Description of the task ::
Return each line below that contains the word "every", treating uppercase and lowercase as different.

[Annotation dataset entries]
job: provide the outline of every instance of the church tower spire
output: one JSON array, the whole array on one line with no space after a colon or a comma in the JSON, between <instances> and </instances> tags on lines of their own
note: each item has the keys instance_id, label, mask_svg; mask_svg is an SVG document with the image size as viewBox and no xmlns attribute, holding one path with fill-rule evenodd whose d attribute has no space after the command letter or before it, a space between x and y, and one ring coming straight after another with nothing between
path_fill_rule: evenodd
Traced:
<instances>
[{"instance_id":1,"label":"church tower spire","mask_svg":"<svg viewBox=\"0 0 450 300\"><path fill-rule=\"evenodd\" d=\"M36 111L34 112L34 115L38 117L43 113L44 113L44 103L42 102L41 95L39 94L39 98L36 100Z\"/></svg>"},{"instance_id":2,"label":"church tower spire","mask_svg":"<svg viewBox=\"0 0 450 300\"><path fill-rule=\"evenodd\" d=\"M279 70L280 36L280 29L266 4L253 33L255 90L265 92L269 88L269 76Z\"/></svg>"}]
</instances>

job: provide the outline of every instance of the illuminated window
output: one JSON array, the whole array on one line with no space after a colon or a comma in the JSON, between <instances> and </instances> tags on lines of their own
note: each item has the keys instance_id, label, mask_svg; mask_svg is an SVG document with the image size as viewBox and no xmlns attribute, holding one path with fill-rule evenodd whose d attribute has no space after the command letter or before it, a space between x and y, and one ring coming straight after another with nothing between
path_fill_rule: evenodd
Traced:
...
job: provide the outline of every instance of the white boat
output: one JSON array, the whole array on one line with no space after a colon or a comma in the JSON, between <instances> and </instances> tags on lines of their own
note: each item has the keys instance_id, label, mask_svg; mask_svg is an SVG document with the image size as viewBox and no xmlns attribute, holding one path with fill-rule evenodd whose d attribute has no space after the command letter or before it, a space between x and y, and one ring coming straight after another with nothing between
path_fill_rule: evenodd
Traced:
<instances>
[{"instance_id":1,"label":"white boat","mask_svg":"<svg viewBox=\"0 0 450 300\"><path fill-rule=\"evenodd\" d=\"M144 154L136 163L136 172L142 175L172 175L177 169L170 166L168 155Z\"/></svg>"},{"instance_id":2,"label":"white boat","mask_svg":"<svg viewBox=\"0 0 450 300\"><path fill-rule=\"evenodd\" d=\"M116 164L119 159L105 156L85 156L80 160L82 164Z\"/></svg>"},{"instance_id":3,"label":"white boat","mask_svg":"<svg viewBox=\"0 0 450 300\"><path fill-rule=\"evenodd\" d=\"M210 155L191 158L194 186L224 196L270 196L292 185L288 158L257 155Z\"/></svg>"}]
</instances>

Output for this exercise ::
job: provide the outline of every instance of the church tower spire
job: provide the outline of every instance of the illuminated window
job: provide the outline of every instance of the white boat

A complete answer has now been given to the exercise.